Text for analysis:
= Beginning of Section =

Before the tombs, the qilas, the bhawans, the DDA flats, what was it like? This zameen, on which our Delhi stands.
Easy to tell you about the land on which Gurugram stands. The Millennium City is a more recent construct. This land of malls/ condos/towers used to be a sprawl of grass/trees/farmland. But not all of that paradise is lost. Such panoramas can still be sighted in parts of Gurugram. All you have to do is to board any Rewari-bound train. An average express bolts through the small Gurugram rail station within seconds but the city being huge, the train leaves its last point after very many minutes. And through the window you see an aspect of Gurugram that is profoundly different from the Gurugram of your daily engagements.
Soon after leaving the station, the train begins a long passage along the outlying fringes of the metropolis, crisscrossing a land yet to be devoured by the real estate (the horizon though is stringed all the way with the high-rises). From your seat you see acres of khet, dense with crops that might have been easily identified by an earlier generation of Gurugramwale, when the city was a gaon, a village. And when most of those Gurugramwale were farmers who would till the land where stand the office complexes and Metro stations of us new Gurugramwale.
This pristine landscape oozes out a dewy freshness in the morning, before being dissolved by the glare of the pre-noon sky. The ideal way to experience the phenomenon is to board the Ajmer-bound Shatabdi Express, which starts from New Delhi railway station at 6.05am. The photo is from one such trip made in the pre-pandemic era.
The evening scenes are also something to remember. For that experience, you may board the tiptop Ajmer-bound Vande Bharat Express launched earlier this year in April. It starts from Delhi Cantt. railway station at 6.40pm.
This morning, the Shatabdi goes past Gurugram just as the sun is beginning to rise. A delicate layer of mist hangs motionless over the fields. Sharp sun rays slam through that haze and hit the ground, igniting the white mist into pale gold.
Meanwhile, the Gurugram high-rises, separated from the rail tracks by lush green expanses, look fantastical. As if they were airdropped by the aliens. As the train rushes ahead, the last high-rise is left behind.

= End of Section =

Task directions: In the piece on viewing Gurugram from a train, at what time does the Ajmer-bound Shatabdi Express leave New Delhi railway station?

Data shown:
= Beginning of Section =

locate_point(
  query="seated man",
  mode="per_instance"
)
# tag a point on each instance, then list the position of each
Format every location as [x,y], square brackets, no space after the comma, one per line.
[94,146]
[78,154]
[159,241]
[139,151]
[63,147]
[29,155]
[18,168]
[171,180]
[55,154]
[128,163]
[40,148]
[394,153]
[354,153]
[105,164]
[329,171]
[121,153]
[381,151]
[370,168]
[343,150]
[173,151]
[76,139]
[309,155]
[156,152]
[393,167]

= End of Section =

Written answer: 6.05am